Azure-Samples / azure-search-openai-demo

A sample app for the Retrieval-Augmented Generation pattern running in Azure, using Azure AI Search for retrieval and Azure OpenAI large language models to power ChatGPT-style and Q&A experiences.
https://azure.microsoft.com/products/search
MIT License
5.57k stars 3.74k forks source link

How to define/exclude categories? #1715

Open amirj opened 1 week ago

amirj commented 1 week ago

There is an option in "Developer Settings" named "Exclude category"; could you help me to understand how does it work?

Is it possible to organise the underlying dataset into some categories and then exclude them from the search result?

########################################

**EXERCISE DESCRIPTION:** Continue the forum thread about excluding categories in the Azure search sample app, starting after its last sentence.

**LISTED ENTRIES:**
########################################

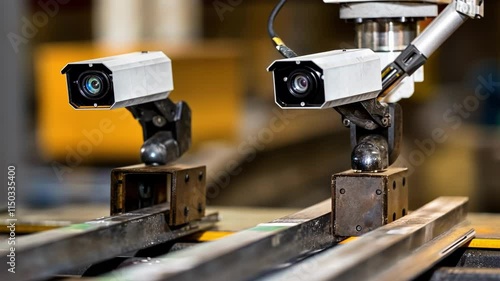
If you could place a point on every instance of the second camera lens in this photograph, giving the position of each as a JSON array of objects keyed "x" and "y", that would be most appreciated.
[{"x": 93, "y": 84}]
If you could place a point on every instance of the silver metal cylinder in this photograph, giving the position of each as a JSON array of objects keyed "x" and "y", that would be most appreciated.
[{"x": 386, "y": 35}]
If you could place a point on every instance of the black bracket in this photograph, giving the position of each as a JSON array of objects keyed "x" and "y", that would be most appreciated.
[{"x": 166, "y": 129}]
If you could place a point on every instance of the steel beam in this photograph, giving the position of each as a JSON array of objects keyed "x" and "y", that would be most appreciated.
[
  {"x": 243, "y": 255},
  {"x": 45, "y": 254}
]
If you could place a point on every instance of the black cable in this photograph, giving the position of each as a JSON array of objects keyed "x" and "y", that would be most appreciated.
[{"x": 280, "y": 45}]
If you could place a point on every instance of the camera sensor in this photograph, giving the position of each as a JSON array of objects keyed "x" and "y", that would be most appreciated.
[{"x": 302, "y": 82}]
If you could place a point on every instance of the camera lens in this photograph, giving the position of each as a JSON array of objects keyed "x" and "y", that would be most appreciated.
[
  {"x": 93, "y": 85},
  {"x": 301, "y": 83}
]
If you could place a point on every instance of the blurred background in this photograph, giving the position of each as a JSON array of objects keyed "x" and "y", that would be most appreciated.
[{"x": 257, "y": 154}]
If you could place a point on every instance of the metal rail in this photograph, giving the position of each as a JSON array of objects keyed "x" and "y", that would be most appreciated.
[
  {"x": 48, "y": 253},
  {"x": 243, "y": 255},
  {"x": 398, "y": 251}
]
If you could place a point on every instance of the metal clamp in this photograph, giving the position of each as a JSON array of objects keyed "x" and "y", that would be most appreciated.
[{"x": 472, "y": 8}]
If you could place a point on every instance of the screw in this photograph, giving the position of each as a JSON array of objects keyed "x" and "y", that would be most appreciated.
[
  {"x": 144, "y": 191},
  {"x": 346, "y": 122},
  {"x": 385, "y": 121}
]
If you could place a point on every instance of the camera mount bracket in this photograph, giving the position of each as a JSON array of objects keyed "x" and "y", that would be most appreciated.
[{"x": 166, "y": 129}]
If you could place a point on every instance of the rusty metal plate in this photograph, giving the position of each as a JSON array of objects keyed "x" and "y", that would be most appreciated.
[
  {"x": 362, "y": 202},
  {"x": 141, "y": 186}
]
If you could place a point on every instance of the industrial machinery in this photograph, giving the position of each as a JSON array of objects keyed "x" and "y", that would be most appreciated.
[{"x": 365, "y": 232}]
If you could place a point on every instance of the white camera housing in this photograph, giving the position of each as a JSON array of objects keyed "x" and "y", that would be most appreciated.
[
  {"x": 119, "y": 81},
  {"x": 326, "y": 80}
]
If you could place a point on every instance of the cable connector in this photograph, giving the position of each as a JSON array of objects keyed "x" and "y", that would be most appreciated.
[{"x": 471, "y": 8}]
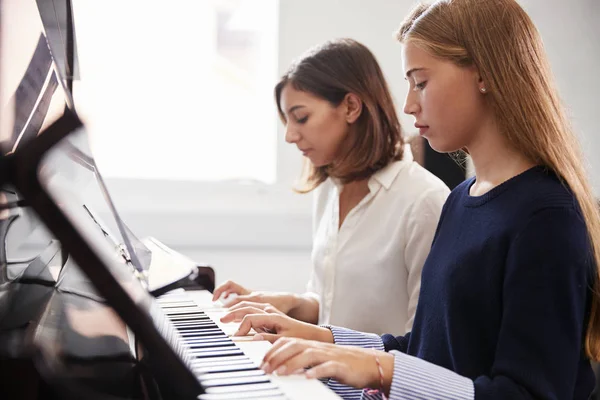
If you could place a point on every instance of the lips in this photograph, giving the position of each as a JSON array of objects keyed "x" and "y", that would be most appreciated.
[{"x": 422, "y": 128}]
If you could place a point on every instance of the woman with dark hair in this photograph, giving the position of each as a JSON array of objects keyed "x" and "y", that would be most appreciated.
[
  {"x": 375, "y": 209},
  {"x": 510, "y": 302}
]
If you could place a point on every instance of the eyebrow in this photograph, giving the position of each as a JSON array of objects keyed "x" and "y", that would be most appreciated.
[
  {"x": 410, "y": 71},
  {"x": 294, "y": 108}
]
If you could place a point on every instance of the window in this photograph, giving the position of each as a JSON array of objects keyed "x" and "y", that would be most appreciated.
[{"x": 179, "y": 90}]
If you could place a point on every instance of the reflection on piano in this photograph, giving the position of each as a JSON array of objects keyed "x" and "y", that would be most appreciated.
[{"x": 97, "y": 313}]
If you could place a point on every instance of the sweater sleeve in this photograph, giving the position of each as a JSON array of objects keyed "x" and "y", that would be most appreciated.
[
  {"x": 544, "y": 310},
  {"x": 543, "y": 321}
]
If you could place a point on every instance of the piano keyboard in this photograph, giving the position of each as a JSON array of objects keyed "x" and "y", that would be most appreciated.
[{"x": 226, "y": 368}]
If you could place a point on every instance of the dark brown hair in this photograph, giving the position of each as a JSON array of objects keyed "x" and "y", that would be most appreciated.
[{"x": 331, "y": 71}]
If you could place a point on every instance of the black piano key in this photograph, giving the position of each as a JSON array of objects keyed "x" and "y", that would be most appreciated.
[
  {"x": 217, "y": 360},
  {"x": 216, "y": 353},
  {"x": 230, "y": 374},
  {"x": 192, "y": 339},
  {"x": 211, "y": 345},
  {"x": 227, "y": 367},
  {"x": 265, "y": 394},
  {"x": 243, "y": 388},
  {"x": 234, "y": 381}
]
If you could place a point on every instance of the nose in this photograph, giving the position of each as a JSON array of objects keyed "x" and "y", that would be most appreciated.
[
  {"x": 291, "y": 135},
  {"x": 411, "y": 104}
]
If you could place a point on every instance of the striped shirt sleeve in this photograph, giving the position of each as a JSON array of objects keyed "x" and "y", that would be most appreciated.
[
  {"x": 418, "y": 379},
  {"x": 348, "y": 337}
]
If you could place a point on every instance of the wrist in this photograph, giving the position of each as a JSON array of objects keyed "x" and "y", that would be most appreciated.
[
  {"x": 294, "y": 302},
  {"x": 387, "y": 368},
  {"x": 324, "y": 335}
]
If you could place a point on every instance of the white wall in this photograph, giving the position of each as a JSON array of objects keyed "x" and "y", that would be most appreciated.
[{"x": 571, "y": 33}]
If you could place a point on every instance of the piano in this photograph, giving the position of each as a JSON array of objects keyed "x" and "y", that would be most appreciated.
[{"x": 97, "y": 313}]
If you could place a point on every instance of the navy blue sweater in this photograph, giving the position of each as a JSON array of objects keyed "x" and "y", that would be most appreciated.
[{"x": 505, "y": 291}]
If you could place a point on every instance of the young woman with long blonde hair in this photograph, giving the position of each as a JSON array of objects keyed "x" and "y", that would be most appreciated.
[{"x": 509, "y": 301}]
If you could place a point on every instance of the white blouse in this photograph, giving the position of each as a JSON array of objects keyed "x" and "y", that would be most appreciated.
[{"x": 367, "y": 275}]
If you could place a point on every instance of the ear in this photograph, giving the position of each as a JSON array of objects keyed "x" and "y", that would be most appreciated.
[
  {"x": 481, "y": 86},
  {"x": 353, "y": 107}
]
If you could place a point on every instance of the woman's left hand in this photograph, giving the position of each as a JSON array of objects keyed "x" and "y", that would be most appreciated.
[{"x": 349, "y": 365}]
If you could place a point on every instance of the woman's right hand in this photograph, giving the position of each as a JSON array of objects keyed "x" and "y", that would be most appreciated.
[
  {"x": 283, "y": 302},
  {"x": 273, "y": 326},
  {"x": 229, "y": 288}
]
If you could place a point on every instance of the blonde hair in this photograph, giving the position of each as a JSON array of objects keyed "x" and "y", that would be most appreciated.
[
  {"x": 331, "y": 71},
  {"x": 499, "y": 38}
]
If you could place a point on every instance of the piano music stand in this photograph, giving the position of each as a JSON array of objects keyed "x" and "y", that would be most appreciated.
[{"x": 99, "y": 262}]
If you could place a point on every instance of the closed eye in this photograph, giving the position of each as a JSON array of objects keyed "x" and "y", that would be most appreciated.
[{"x": 420, "y": 85}]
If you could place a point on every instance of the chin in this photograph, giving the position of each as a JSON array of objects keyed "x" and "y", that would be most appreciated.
[{"x": 441, "y": 147}]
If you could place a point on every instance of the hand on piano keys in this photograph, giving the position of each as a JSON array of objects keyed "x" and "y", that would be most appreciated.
[{"x": 227, "y": 366}]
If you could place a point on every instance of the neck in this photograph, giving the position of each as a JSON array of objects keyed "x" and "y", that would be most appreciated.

########################################

**ANSWER:**
zedhaque commented 1 week ago

When you run "prepdocs.sh" or "prepdocs.ps1" to build your index, you can pass a "category" parameter. This will allow the documents being indexed to have a respective category value. You can then use the "exclude category" developer settings in the frontend during your chat and ask sessions. You will need to manually type in the "category" values in the frontend - the ones you passed during indexing.

You need to modify "prepdocs.sh" or "prepdocs.ps1" - line 67 to be exact.

./.venv/bin/python ./app/backend/prepdocs.py './data/*' --verbose \

to something like

./.venv/bin/python ./app/backend/prepdocs.py './data/*' --verbose --category "$CONTENT_CATEGORY" \

off course you need to pass your $CONTENT_CATEGORY dynamically as you are indexing various file. One option would be structure the data folder where folder name is the content_category.

Hope this helps.